▶

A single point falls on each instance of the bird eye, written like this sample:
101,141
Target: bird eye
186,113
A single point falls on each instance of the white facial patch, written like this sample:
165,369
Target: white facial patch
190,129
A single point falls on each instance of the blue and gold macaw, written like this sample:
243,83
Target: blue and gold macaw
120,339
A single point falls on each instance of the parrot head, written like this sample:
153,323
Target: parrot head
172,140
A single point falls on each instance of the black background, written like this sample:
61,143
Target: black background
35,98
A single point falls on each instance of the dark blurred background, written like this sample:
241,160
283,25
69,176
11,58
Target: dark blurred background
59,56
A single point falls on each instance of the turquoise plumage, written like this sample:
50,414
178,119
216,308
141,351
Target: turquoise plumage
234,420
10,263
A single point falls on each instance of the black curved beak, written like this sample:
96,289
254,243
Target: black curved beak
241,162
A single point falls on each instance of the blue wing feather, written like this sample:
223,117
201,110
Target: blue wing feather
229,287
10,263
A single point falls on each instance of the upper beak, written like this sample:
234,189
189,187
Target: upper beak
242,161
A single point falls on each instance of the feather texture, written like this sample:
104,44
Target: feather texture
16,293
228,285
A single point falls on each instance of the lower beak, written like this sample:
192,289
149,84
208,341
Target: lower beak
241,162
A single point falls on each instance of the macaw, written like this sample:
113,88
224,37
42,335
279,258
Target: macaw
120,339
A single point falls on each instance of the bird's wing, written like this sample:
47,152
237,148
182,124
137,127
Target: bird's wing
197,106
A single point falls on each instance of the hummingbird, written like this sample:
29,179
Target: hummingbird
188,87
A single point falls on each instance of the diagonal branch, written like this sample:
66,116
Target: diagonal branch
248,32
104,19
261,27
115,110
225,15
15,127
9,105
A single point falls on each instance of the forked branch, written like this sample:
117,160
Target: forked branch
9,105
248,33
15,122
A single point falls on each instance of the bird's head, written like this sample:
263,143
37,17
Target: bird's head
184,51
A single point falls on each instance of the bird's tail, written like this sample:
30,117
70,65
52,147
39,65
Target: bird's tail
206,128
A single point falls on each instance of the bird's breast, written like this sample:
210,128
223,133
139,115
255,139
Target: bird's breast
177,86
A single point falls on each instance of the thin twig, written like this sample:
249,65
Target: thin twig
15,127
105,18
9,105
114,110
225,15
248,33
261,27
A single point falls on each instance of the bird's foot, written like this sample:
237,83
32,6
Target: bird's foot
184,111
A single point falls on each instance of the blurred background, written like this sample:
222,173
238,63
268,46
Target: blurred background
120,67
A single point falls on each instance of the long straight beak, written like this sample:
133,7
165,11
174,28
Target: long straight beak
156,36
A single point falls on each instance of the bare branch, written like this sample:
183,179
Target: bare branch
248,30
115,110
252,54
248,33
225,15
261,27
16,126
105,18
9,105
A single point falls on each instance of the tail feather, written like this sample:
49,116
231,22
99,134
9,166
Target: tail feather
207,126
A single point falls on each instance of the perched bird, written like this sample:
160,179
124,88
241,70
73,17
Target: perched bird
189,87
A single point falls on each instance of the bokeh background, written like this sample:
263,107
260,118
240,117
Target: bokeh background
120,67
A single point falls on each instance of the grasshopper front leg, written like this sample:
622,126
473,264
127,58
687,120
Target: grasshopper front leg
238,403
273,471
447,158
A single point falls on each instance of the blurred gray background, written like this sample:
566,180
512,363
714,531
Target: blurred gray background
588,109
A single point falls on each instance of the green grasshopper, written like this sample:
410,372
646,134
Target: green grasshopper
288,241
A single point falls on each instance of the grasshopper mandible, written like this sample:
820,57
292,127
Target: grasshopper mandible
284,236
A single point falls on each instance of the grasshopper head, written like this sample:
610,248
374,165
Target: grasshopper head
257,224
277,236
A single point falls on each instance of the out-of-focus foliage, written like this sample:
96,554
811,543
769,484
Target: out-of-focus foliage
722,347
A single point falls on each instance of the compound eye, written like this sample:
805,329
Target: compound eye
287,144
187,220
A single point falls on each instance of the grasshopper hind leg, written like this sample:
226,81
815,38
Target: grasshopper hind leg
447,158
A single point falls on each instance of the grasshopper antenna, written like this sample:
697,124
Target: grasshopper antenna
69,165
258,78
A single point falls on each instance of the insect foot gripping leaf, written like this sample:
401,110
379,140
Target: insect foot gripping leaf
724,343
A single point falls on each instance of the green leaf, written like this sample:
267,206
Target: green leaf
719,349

◀

_Problem requirements_
Can you copy out the entire listing above line for line, with nothing changed, added, or left out?

_Output of the exercise_
A single point falls on each instance of the bird eye, written like this sample:
101,141
Target: bird eye
186,113
A single point falls on each instance of the white facial patch, written like this sample:
165,369
Target: white facial patch
190,129
A single point falls on each instance of the blue and gold macaw, written like this sample:
243,83
Target: blue and gold macaw
120,339
A single point falls on each instance of the parrot head, written like this sample:
153,323
Target: parrot head
172,140
A single point falls on each instance of the black background, written like this sample:
61,143
Target: black background
35,98
A single point falls on each instance of the dark blurred background, written like this sample:
241,160
283,25
69,176
11,58
Target: dark blurred background
59,56
A single point falls on each instance of the turquoise plumage, written like this sample:
50,414
178,119
216,308
141,351
Target: turquoise plumage
234,420
10,263
A single point falls on each instance of the black curved beak, written like this sample:
96,289
254,243
Target: black curved beak
241,162
A single point falls on each instance of the blue wing feather, written like this sample:
223,117
201,110
Target: blue wing feather
229,287
10,263
A single point falls on each instance of the upper beak, written like this sample:
234,189
189,187
Target: upper beak
242,161
A single point falls on each instance of the feather texture, written like this sample:
104,44
Target: feather texture
16,293
228,285
A single point falls on each instance of the lower beak, written like this sample:
192,289
149,84
208,341
Target: lower beak
241,162
A single point falls on each instance of the macaw, written like this sample:
113,88
224,37
42,335
279,258
Target: macaw
120,339
A single point falls on each instance of the bird's wing, written like this sample:
47,152
237,148
182,124
137,127
Target: bird's wing
197,106
A single point falls on each instance of the hummingbird, written like this sample:
29,179
Target: hummingbird
188,87
A single point falls on each instance of the diagonal branch, written like this sample:
66,116
Target: diagonal branch
248,32
104,19
261,27
115,110
225,15
15,127
9,105
A single point falls on each instance of the forked branch, written like this sample:
117,160
Target: forked branch
9,105
248,33
15,122
A single point falls on each instance of the bird's head, written like this sample:
263,143
37,17
Target: bird's head
184,51
A single point falls on each instance of the bird's tail, written like this sample:
30,117
70,65
52,147
39,65
Target: bird's tail
206,128
A single point falls on each instance of the bird's breast, written like this sample:
210,128
223,133
139,115
255,139
Target: bird's breast
177,86
A single point falls on each instance of the thin twig, written like this sample:
249,65
Target: thin twig
15,127
105,18
9,105
114,110
225,15
248,33
261,27
A single point falls on each instance of the bird's foot, written like this sample:
237,83
32,6
Target: bird's foot
184,111
A single point falls on each instance of the blurred background, written like this sample:
222,173
238,63
268,46
Target: blurred background
120,67
A single point falls on each instance of the long straight beak, written like this sample:
133,7
165,11
174,28
Target: long straight beak
156,36
A single point falls on each instance of the bare branch, written like this sample:
183,179
Target: bare branch
248,30
115,110
252,54
248,33
225,15
261,27
16,126
105,18
9,105
A single point falls on each instance of the tail feather, written like this sample:
49,116
231,22
99,134
9,166
Target: tail feather
207,126
A single point falls on each instance of the perched bird, written like this sample:
160,179
124,88
241,70
73,17
Target: perched bird
189,87
A single point falls on each instance of the bokeh background, written like this sample:
263,107
260,118
240,117
Target: bokeh background
120,67
A single point falls on each instance of the grasshopper front leg, written like this sample:
622,126
473,264
127,58
687,120
Target: grasshopper front leg
238,403
273,471
447,158
A single point falls on each instance of the blurred gray background, written like this sample:
566,180
512,363
714,531
Target: blurred gray background
588,109
A single point falls on each instance of the green grasshopper, written like this sample:
410,372
646,134
Target: green grasshopper
288,241
A single point falls on each instance of the grasshopper mandible, written like this sample:
820,57
292,127
Target: grasshopper mandible
284,236
A single point falls on each instance of the grasshopper head, written like this sample:
610,248
374,165
Target: grasshopper head
257,224
277,236
A single point falls on each instance of the out-of-focus foliage, written like this sample:
96,554
811,543
769,484
Target: out-of-focus foliage
722,347
A single point falls on each instance of the compound eye, written like this sample:
805,329
Target: compound eye
287,144
187,220
A single point falls on each instance of the grasshopper hind leg, written like this sample:
226,81
815,38
Target: grasshopper hind leg
447,158
A single point falls on each instance of the grasshopper antenna, written like this sample:
697,124
Target: grasshopper antenna
69,165
258,78
A single point falls on each instance of the insect foot gripping leaf, written like this sample:
401,110
379,140
Target: insect foot gripping leaf
724,343
A single point falls on each instance of the green leaf, written like this sample:
267,206
Target: green leaf
719,349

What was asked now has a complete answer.